Pedestrians leave and enter the London Stock Exchange in London, Britain August 15, 2017. REUTERS/Neil Hall/File Photo
Sept 27 (Reuters) – London’s FTSE 100 rose on Monday, helped by gains in heavyweight energy and banking stocks, while Rolls-Royce topped the blue-chip index after winning a contract from the U.S. Air Force.
The FTSE 100 (.FTSE) advanced 0.3% with the energy (.FTNMX601010) and banking (.FTNMX301010) sectors leading the gains.
BP (BP.L) rose 2% after saying that nearly a third of its British petrol stations had run out of the two main grades of fuel as panic buying forced the government to suspend competition laws and allow firms to work together to ease shortages.
Banks HSBC Holdings (HSBA.L), Barclays (BARC.L), Virgin Money UK (VMUK.L) and Standard Chartered (STAN.L) gained between 0.5% and 3.7%, tracking higher benchmark bond yields . Yields are trading at their highest level since May 2019, suggesting rising inflation pressures.
“The fact that the economic picture is becoming an awful lot more difficult doesn’t really bear any relation to what stock markets are doing,” said Michael Hewson, chief market analyst at CMC Markets UK.
“The stock market works on the basis of liquidity and at the moment (there is) plenty of it.”

*Task directions*.
Duplicate the passage from the FTSE 100 market report, starting at "Pedestrians leave and" and ending at "U.S. Air Force.".

*Data excerpts*.
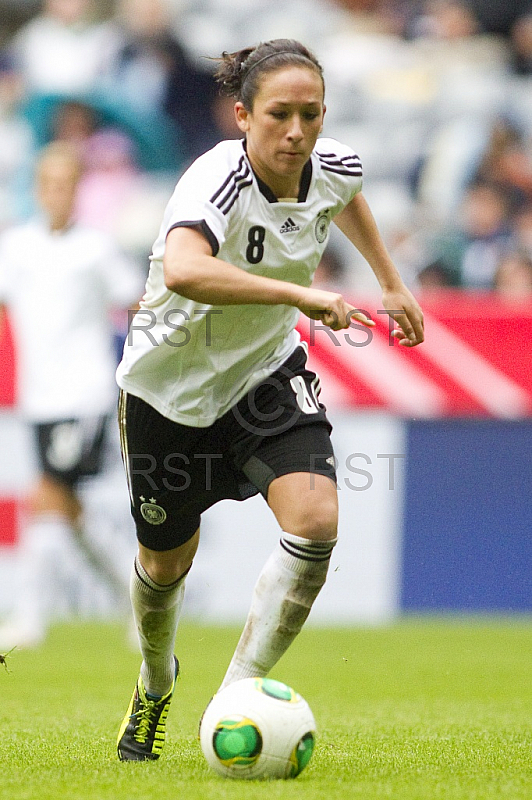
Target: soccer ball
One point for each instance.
(257, 728)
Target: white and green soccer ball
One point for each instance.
(258, 728)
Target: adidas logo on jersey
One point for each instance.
(289, 226)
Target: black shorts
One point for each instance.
(175, 472)
(71, 449)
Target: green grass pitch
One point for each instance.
(420, 710)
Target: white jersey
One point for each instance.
(59, 289)
(192, 361)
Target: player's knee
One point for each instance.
(166, 567)
(315, 520)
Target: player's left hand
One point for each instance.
(403, 307)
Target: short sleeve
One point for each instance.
(204, 194)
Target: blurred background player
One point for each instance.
(59, 281)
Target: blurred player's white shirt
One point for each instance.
(60, 288)
(192, 361)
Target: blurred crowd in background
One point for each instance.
(434, 95)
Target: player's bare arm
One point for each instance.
(191, 271)
(357, 222)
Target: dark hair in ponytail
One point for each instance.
(239, 73)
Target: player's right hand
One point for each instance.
(331, 309)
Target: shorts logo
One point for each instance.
(151, 512)
(321, 228)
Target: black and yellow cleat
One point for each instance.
(142, 733)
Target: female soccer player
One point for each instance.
(216, 400)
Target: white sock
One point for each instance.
(283, 596)
(156, 610)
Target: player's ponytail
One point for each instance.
(239, 73)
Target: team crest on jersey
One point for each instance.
(151, 512)
(322, 226)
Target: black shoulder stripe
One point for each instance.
(227, 180)
(228, 192)
(352, 172)
(235, 195)
(345, 165)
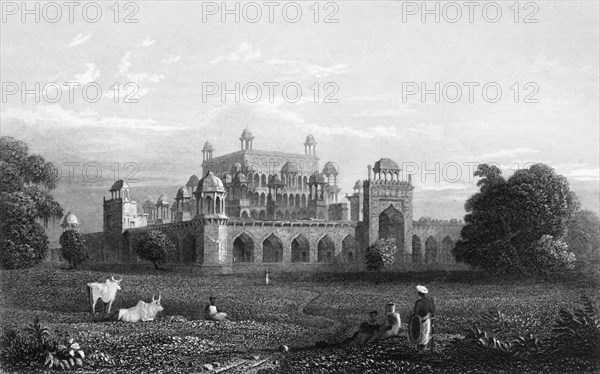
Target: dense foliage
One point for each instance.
(380, 255)
(518, 224)
(583, 239)
(25, 201)
(73, 247)
(154, 246)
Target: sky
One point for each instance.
(499, 83)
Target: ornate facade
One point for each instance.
(263, 209)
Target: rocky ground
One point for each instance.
(297, 315)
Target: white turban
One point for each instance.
(422, 289)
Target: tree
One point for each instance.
(25, 202)
(506, 220)
(73, 247)
(380, 255)
(583, 239)
(154, 246)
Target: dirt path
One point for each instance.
(269, 358)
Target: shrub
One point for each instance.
(154, 246)
(577, 333)
(380, 255)
(73, 247)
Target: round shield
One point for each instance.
(414, 328)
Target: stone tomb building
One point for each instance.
(255, 210)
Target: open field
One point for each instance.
(296, 310)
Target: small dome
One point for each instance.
(289, 167)
(240, 178)
(246, 135)
(385, 164)
(316, 177)
(310, 140)
(193, 181)
(208, 147)
(162, 200)
(119, 185)
(275, 181)
(69, 220)
(210, 183)
(330, 169)
(182, 193)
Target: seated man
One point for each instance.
(367, 329)
(211, 312)
(391, 324)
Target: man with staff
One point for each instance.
(420, 327)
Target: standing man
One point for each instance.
(425, 309)
(211, 312)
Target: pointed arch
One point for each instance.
(431, 248)
(243, 248)
(208, 205)
(417, 252)
(218, 205)
(272, 249)
(349, 249)
(189, 248)
(300, 249)
(391, 225)
(447, 245)
(326, 249)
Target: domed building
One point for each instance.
(70, 222)
(254, 210)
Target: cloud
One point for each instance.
(171, 59)
(303, 69)
(54, 116)
(124, 63)
(147, 42)
(245, 52)
(508, 153)
(79, 39)
(90, 74)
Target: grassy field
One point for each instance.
(296, 310)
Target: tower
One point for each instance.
(207, 151)
(388, 206)
(246, 139)
(310, 145)
(182, 205)
(317, 207)
(70, 222)
(212, 231)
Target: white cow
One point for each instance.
(142, 311)
(106, 291)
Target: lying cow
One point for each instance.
(106, 291)
(142, 311)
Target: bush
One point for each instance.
(380, 255)
(577, 333)
(154, 246)
(34, 346)
(73, 247)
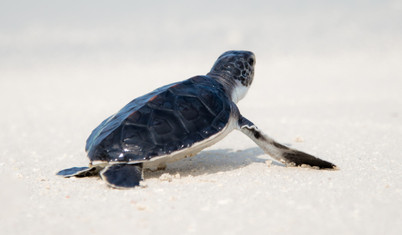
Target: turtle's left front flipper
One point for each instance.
(278, 151)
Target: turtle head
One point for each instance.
(235, 70)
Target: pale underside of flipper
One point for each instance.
(282, 153)
(80, 171)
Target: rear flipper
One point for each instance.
(122, 175)
(278, 151)
(80, 171)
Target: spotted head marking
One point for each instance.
(235, 69)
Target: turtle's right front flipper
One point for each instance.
(278, 151)
(80, 171)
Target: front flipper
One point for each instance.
(122, 175)
(278, 151)
(80, 171)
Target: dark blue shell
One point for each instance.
(166, 120)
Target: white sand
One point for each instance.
(328, 81)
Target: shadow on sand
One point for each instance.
(213, 161)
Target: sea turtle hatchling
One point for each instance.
(179, 120)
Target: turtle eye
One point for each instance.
(251, 61)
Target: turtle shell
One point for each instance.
(169, 119)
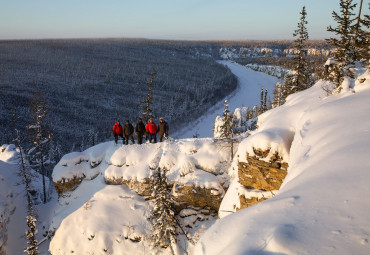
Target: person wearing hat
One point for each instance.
(139, 130)
(151, 130)
(117, 131)
(128, 132)
(162, 129)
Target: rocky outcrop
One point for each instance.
(246, 202)
(196, 197)
(258, 174)
(67, 185)
(142, 187)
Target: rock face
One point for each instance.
(67, 185)
(258, 174)
(196, 197)
(246, 202)
(143, 187)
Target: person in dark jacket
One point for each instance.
(151, 130)
(162, 129)
(128, 132)
(117, 131)
(139, 130)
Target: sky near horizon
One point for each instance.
(165, 19)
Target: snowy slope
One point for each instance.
(322, 206)
(98, 218)
(248, 94)
(12, 202)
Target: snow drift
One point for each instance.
(322, 206)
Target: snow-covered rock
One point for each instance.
(320, 207)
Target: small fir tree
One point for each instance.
(265, 101)
(32, 248)
(227, 134)
(147, 102)
(163, 214)
(345, 51)
(300, 78)
(362, 37)
(261, 100)
(40, 136)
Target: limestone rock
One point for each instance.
(142, 187)
(68, 185)
(262, 175)
(196, 197)
(246, 202)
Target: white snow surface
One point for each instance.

*Task solution*.
Pedestrians leave and enter the London Stock Exchange in London, Britain August 15, 2017. REUTERS/Neil Hall/File Photo
Sept 27 (Reuters) – London’s FTSE 100 rose on Monday, helped by gains in heavyweight energy and banking stocks, while Rolls-Royce topped the blue-chip index after winning a contract from the U.S. Air Force.